Copy out every line from the start of the entries through the line containing "[297, 199, 347, 277]", inclusive, and shift each coordinate in the answers by adding 40 to it.
--- Start Extracted entries ---
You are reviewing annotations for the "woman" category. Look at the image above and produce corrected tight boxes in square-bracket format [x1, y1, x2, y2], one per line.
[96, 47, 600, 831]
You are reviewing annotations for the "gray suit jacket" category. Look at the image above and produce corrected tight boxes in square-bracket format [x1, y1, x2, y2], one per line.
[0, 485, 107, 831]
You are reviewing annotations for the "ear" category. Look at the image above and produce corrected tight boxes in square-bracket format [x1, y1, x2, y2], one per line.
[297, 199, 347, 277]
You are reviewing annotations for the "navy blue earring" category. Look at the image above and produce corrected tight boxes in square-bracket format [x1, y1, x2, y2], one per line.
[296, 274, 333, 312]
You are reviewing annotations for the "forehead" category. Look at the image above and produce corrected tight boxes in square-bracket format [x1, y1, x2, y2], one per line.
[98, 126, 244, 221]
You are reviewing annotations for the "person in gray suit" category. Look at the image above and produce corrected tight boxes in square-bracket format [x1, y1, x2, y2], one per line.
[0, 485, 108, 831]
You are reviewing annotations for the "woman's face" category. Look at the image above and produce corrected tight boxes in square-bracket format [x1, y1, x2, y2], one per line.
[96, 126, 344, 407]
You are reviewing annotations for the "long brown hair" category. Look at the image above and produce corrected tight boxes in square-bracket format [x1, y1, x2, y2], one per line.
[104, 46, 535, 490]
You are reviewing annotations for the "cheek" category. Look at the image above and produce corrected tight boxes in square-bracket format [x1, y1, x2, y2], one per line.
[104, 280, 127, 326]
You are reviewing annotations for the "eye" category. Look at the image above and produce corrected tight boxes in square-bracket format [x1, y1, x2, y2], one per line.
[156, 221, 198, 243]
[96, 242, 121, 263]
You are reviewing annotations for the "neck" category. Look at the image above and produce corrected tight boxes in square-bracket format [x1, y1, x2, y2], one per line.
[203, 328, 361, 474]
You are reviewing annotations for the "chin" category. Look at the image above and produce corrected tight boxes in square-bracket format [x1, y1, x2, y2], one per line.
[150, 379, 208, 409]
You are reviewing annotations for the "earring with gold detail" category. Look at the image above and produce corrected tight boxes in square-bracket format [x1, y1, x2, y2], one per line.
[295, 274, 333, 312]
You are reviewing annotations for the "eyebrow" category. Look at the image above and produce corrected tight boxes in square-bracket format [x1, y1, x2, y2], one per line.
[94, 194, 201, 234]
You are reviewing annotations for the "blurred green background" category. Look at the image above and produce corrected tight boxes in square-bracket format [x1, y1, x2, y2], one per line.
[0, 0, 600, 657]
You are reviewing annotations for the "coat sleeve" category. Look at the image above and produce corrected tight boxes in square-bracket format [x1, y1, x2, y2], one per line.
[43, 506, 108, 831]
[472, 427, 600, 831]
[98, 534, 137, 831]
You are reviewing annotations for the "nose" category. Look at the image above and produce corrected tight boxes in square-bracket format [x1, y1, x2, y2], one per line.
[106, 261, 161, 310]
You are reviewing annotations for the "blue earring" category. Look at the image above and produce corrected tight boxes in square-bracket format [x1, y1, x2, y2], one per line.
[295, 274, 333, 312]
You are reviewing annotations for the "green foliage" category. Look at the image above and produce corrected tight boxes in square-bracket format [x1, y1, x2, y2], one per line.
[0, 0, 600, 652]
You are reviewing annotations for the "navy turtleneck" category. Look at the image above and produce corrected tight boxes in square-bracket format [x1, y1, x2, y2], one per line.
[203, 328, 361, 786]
--- End Extracted entries ---
### Result of this exercise
You are reviewing annotations for the "woman" category. Look at the image above and produce corrected tight boxes in square-bracket format [x1, y1, x2, y2], one per line.
[136, 87, 640, 871]
You are reviewing annotations for the "gray suit jacket" category. Look at the image above and produce corrected tight boxes in square-bracket format [x1, y1, x2, y2], one per line.
[40, 525, 147, 871]
You are reviewing annotations for the "ear" category. Look at the image above and produce corrected tight boxes in square-bracket format [x1, y1, x2, y2], one per line.
[337, 239, 387, 317]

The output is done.